* [Quoted passage]:
════════
London Tube passengers warned of severe strike disruption from Friday

London Underground workers have planned a series of strikes in the run-up to Christmas to protest against “unacceptable” Tube drivers’ rotas.

This weekend, members of the Rail, Maritime and Transport (RMT) union are planning to take industrial action during the day and night.

The first two days of the industrial action, on Friday 26 and Saturday 27 November, are set to coincide with the reintroduction of Night Tube services since they were suspended in March 2020.

RMT members are also planning to strike on six other nights: this Sunday (28 November), and on Friday 3 December, Saturday 4, Friday 10, Saturday 11, and Friday 17.

The overnight strikes are scheduled from 8.30pm to last until 4.30am the next morning.

Transport for London (TfL) said if the action goes ahead it would severely disrupt day and night services on the Central, Jubilee, Northern, Piccadilly and Victoria lines.

An RMT spokesman confirmed to The Independent that the strike is set to go ahead from this Friday night – but both sides have not ruled out further talks.

The Night Tube, which has run on Fridays and Saturdays since August 2016, is resuming this weekend after the services were suspended during the pandemic due to lack of demand and staff because of social distancing regulations.

In October, it was announced that the restarting of the Night Tube had been brought forward from April 2022.
════════
* [Problem to work on]: For the Tube strike report, state whether each statement agrees with it, answering yes or no and quoting the words that decide it: (a) the overnight strikes run from 8.30pm until 4.30am the next morning; (b) the Night Tube first began running in March 2020; (c) the Night Tube's restart had originally been set for April 2022. The material that follows is not needed for the task.
════════
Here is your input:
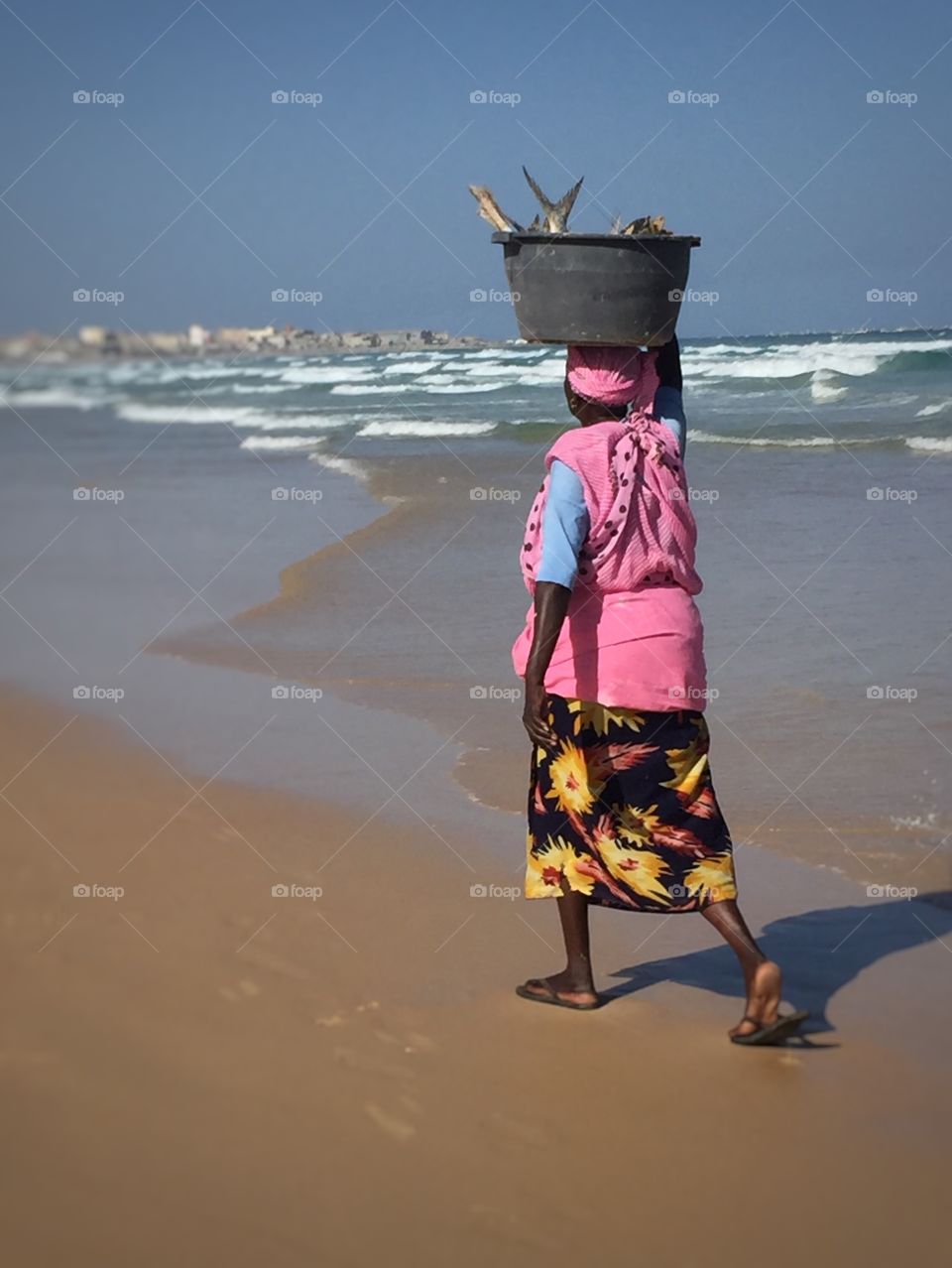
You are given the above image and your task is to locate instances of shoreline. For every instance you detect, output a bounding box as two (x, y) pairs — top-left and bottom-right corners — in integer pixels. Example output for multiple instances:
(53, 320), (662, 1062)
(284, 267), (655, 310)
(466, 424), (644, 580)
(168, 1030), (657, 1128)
(0, 693), (948, 1268)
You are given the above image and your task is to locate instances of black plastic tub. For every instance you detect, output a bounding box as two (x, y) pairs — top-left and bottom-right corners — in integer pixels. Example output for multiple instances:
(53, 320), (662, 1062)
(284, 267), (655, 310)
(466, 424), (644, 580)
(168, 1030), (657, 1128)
(493, 233), (701, 346)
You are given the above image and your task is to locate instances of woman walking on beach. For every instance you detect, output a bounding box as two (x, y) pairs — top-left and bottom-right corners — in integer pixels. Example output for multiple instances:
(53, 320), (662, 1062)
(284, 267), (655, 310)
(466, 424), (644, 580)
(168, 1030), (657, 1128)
(512, 340), (807, 1044)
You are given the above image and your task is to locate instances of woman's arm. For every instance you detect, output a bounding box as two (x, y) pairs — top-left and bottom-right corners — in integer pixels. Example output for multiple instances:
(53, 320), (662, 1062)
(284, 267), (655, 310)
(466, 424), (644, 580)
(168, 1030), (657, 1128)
(523, 457), (588, 747)
(523, 580), (572, 748)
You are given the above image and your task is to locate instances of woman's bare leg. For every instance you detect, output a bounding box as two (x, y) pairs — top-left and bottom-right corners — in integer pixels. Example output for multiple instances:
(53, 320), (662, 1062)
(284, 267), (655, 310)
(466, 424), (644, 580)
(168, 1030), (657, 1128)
(525, 889), (597, 1004)
(701, 898), (782, 1036)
════════
* [Result for this exercise]:
(a) Yes: "The overnight strikes are scheduled from 8.30pm to last until 4.30am the next morning."
(b) No: "The Night Tube, which has run on Fridays and Saturdays since August 2016"
(c) Yes: "the restarting of the Night Tube had been brought forward from April 2022."